* [Supplied text]:
The Political Context of Sri Lanka
In Sri Lanka, throughout March 2009 the Government of Sri Lanka (GoSL) tightened the noose around the LTTE (Liberation Tigers of Tamil Eelam) in an increasingly narrow strip of land on the northeast coast of the island, perhaps as small as 10 square miles, hoping to put a final end after 25 years to the separatists' armed resistance.
According to government figures, about 61,000 people have fled the combat zone and are housed in a dozen "welfare camps." The government has accepted the UN's recommendation that the camps be administered by civil authorities as opposed to the military, and will make that transition as soon as feasible.
The government was reluctant to agree to a pause in the fighting, asserting it would only allow the LTTE to regroup and consolidate their positions, causing continuing harm and an extension of the suffering. At month's end, denying they are on the brink of defeat, the LTTE again appealed for a halt in the fighting but, as they refused to unconditionally and unilaterally lay down their arms, the government refused the call.
The Context and Work of the NP Teams
With the NP team in Trincomalee District having phased out their operations last month, the NPSL teams in Colombo, Jaffna, Valaichchenai, and Batticaloa continued their humanitarian efforts and participated in more than 75 coordination meetings and field activities in March, and handled more than 40 new and follow-up cases documenting protection concerns and alleged human rights violations. The work of the teams continues to focus on reducing violence and improving the safety and security of vulnerable civilians and can be viewed as falling into four overlapping programmatic areas, as summarized below.

* [Data excerpts]:
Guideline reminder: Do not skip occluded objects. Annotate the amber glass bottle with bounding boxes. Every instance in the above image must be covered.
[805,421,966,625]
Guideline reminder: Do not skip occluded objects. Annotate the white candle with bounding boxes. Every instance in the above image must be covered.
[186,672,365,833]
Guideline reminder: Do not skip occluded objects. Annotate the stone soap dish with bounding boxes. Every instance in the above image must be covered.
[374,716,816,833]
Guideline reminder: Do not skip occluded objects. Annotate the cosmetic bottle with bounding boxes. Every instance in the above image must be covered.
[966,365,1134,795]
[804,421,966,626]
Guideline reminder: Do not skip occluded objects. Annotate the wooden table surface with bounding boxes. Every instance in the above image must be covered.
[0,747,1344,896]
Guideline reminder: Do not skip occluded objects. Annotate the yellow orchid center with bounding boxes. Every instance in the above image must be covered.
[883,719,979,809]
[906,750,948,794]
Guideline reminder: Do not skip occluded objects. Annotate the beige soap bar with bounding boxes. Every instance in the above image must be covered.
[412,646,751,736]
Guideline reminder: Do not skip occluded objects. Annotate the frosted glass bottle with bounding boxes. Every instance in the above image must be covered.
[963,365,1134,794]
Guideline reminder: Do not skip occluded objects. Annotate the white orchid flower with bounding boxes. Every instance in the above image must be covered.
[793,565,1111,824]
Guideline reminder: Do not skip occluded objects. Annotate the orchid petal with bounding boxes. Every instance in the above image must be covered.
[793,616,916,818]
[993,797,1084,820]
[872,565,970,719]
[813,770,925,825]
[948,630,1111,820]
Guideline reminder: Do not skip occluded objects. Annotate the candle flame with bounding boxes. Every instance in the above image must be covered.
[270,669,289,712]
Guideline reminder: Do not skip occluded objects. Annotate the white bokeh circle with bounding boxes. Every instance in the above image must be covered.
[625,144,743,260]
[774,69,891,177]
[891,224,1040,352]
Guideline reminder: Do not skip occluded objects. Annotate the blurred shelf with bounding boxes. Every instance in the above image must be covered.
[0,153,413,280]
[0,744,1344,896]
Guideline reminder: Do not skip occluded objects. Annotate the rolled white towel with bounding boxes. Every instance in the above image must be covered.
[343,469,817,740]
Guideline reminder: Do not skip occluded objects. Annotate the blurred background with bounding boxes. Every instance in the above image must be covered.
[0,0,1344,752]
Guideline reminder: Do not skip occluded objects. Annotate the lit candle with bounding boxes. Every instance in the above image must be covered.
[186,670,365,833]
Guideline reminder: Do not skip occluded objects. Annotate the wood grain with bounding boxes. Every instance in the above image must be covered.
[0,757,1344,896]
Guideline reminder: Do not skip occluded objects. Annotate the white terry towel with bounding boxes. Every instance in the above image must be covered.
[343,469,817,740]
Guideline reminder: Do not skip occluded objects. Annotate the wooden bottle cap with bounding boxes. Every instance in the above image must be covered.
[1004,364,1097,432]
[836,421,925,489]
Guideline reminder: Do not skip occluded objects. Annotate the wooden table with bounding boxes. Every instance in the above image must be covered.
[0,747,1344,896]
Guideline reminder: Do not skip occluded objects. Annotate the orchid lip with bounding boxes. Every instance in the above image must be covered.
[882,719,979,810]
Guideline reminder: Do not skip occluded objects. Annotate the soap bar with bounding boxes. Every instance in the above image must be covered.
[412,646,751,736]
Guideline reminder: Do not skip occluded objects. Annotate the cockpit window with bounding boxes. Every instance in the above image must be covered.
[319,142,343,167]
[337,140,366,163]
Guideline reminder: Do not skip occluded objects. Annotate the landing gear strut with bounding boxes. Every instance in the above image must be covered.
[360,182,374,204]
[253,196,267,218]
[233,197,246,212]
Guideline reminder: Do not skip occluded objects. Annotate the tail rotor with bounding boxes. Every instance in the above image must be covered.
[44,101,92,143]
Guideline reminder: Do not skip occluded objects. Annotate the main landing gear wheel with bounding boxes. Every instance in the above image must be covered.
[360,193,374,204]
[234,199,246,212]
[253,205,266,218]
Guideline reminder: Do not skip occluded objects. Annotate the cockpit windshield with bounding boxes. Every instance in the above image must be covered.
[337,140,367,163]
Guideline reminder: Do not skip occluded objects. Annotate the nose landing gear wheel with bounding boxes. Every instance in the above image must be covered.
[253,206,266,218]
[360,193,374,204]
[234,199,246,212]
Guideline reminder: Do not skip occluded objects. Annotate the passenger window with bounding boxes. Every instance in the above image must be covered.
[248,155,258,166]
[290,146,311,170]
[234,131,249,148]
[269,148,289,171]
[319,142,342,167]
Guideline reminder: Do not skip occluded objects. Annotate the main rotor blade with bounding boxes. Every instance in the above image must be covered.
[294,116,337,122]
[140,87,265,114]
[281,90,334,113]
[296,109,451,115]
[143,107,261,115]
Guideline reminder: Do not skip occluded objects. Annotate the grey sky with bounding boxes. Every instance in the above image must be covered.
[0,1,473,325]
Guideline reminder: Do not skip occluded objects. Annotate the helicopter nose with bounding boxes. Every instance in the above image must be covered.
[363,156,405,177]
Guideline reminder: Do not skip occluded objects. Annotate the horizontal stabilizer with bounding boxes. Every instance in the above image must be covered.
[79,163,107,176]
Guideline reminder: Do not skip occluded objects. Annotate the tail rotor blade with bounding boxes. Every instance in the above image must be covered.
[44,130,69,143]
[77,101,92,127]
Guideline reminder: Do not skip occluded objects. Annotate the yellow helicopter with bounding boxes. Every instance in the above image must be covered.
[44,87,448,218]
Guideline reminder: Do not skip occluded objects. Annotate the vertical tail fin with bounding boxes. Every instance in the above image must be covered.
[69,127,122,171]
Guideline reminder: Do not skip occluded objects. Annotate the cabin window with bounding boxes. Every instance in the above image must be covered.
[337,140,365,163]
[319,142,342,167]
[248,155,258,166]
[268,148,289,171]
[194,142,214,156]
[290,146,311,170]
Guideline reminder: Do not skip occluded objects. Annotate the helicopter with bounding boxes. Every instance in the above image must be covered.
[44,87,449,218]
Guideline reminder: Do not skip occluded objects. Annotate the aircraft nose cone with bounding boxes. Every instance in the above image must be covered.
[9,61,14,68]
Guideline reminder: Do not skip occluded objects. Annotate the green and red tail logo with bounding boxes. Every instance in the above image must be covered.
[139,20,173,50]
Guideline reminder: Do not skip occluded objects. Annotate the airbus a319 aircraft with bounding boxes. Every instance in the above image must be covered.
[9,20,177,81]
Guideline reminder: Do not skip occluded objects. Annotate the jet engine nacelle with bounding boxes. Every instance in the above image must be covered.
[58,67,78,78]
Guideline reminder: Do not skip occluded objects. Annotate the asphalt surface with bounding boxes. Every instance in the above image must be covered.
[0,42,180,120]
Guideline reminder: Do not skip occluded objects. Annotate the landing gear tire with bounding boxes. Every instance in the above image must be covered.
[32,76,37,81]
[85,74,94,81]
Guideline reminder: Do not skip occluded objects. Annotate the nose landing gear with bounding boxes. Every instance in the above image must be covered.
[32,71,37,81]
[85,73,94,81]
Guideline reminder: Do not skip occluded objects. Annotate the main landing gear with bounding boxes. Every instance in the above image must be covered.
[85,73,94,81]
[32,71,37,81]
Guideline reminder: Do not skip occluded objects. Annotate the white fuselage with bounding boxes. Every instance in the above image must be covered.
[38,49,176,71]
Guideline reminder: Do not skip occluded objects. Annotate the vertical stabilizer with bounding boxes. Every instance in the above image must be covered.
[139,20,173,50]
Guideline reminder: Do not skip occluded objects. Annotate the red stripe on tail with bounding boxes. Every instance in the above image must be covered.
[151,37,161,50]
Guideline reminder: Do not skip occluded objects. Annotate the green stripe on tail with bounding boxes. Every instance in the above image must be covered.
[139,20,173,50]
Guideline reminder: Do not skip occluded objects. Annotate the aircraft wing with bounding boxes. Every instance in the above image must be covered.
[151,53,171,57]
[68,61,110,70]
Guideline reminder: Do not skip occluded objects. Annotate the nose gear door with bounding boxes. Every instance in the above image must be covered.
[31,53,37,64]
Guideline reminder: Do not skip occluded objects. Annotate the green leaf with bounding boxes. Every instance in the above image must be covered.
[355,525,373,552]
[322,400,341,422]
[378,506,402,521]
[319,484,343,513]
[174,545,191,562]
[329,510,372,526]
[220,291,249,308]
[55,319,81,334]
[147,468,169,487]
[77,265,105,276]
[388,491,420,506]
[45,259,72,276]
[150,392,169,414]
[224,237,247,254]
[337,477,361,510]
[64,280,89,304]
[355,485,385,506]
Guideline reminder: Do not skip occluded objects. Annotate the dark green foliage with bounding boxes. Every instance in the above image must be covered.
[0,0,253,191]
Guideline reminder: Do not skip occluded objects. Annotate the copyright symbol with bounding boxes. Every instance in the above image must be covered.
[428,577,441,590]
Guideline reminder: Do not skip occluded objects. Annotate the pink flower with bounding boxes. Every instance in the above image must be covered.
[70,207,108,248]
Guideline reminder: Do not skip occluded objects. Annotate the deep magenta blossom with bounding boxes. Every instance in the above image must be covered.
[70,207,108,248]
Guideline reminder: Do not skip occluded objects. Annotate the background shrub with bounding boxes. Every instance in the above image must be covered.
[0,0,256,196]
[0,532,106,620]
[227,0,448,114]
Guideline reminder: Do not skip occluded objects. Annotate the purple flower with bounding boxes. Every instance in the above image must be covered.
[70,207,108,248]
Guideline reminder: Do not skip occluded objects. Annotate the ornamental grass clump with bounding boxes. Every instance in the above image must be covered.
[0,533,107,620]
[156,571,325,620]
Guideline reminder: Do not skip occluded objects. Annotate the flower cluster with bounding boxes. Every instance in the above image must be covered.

* [Stated problem A]: According to the text on the Sri Lanka conflict, how many people have fled the combat zone by government figures?
* [Stated problem B]: Resume the text on the Sri Lanka conflict and the NP teams from the point where it stops.

* [Written answer A]: About 61,000 people.

* [Written answer B]:
Child Rights and Protection
NP works with families and community structures to improve the safety and security of children, youth and their families living in situations of vulnerability and fear due to the armed conflict. In all field sites NP also partners with other child protection agencies, such as UNICEF and Save the Children-Sri Lanka, as well as government structures, such as the National Child Protection Authority (NCPA) and the Probation Department. This month the teams attended the regular district coordination meetings on Child Protection, attended a UNICEF partners' meeting on their 2009 Action Plan, and participated in planning sessions for the programming and services needed throughout the Release and Reintegration process for children affected by armed conflict (CAAC). Various collaborative efforts are underway in response to the need to help reintegrate former armed cadres back into society and establish livelihoods for them. Various options will be assessed and explored, including job placements both in Sri Lanka and overseas, self-employment opportunities, and the creation of other income-generating and training activities. In Batticaloa, community-based vocational training centers continue to play an important role in partnering with NP to offer
some additional security and training options to vulnerable youth. The teams were also part of coordination meetings hosted by SCOPP (Secretariat for Coordinating the Peace Process) to discuss the design of a national framework for reintegration activities following the resolution of the armed conflict.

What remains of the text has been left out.